** START OF Raw records **

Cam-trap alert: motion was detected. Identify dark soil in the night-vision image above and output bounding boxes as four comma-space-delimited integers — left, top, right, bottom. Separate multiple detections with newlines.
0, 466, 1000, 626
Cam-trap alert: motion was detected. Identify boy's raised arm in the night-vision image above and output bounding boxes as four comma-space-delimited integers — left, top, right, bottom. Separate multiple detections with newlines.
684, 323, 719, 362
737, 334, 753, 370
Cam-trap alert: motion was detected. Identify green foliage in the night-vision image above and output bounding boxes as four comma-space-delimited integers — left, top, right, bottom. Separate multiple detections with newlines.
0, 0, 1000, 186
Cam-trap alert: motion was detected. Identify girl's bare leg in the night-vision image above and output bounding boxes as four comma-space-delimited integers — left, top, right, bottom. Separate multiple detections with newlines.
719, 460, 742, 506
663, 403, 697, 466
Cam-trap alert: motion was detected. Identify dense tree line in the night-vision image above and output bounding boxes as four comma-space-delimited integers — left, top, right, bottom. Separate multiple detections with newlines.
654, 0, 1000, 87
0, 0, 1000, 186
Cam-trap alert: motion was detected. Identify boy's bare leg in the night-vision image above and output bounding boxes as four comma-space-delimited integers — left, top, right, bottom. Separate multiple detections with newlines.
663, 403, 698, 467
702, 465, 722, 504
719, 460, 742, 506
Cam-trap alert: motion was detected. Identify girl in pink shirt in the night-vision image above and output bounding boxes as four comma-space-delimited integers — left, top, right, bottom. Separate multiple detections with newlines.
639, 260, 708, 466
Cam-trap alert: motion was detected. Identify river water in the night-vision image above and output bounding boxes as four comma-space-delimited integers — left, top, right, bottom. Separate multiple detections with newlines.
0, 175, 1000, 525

** END OF Raw records **

**Exercise goal**
Reproduce all of the records above, changing "night-vision image" to "infrared frame" wherever it occurs and leaving every other part unchanged.

**Exercise result**
Cam-trap alert: motion was detected. Identify dark soil in the infrared frame above and output bounding boxes as four comma-space-delimited integers — left, top, right, bottom. Separate multiple detections with newlines.
0, 466, 1000, 626
Cam-trap alert: motion was detected. Identify boy's raised arm in the infrared frame above and output bounding boxes as four comma-space-delimited integers — left, top, right, bottom. Separate multiple detections with newlines.
684, 323, 719, 362
737, 334, 753, 370
Cam-trap alert: motion was detected. Identify green foliage in the infrared frame above and output bounding boxes as four comma-space-delimited integers — left, top, right, bottom. Separate multiple detections with newlines.
0, 0, 1000, 186
Cam-trap alert: motion was detected. Identify girl's bare leg in the infrared frame above and output bounding boxes as four comma-space-delimited integers — left, top, right, bottom. Separate multiple detections with newlines.
719, 460, 742, 506
663, 403, 697, 466
Cam-trap alert: motion was detected. Identify dense tree line in the infrared frame above and output bounding boxes as four comma-space-delimited integers — left, top, right, bottom. Separate multiple detections with newlines.
654, 0, 1000, 87
0, 0, 1000, 186
Cam-trap alert: motion was detected. Identify boy's bare leg in the infrared frame above and output bounding boxes as four comma-space-delimited integers — left, top, right, bottom. Separate multiple detections with newlines.
663, 403, 698, 467
702, 465, 722, 504
719, 460, 742, 506
Cam-trap alert: motion was detected. Identify girl in pink shirt in the infrared frame above and output bounding boxes as four comma-space-delimited integers — left, top, right, bottom. Separate multiple detections with newlines.
639, 260, 708, 466
Cam-trap alert: motion was detected. Identify river water in the infrared frame above and output bounding boxes as four comma-space-delimited integers — left, top, right, bottom. Separate multiple detections with newlines.
0, 175, 1000, 525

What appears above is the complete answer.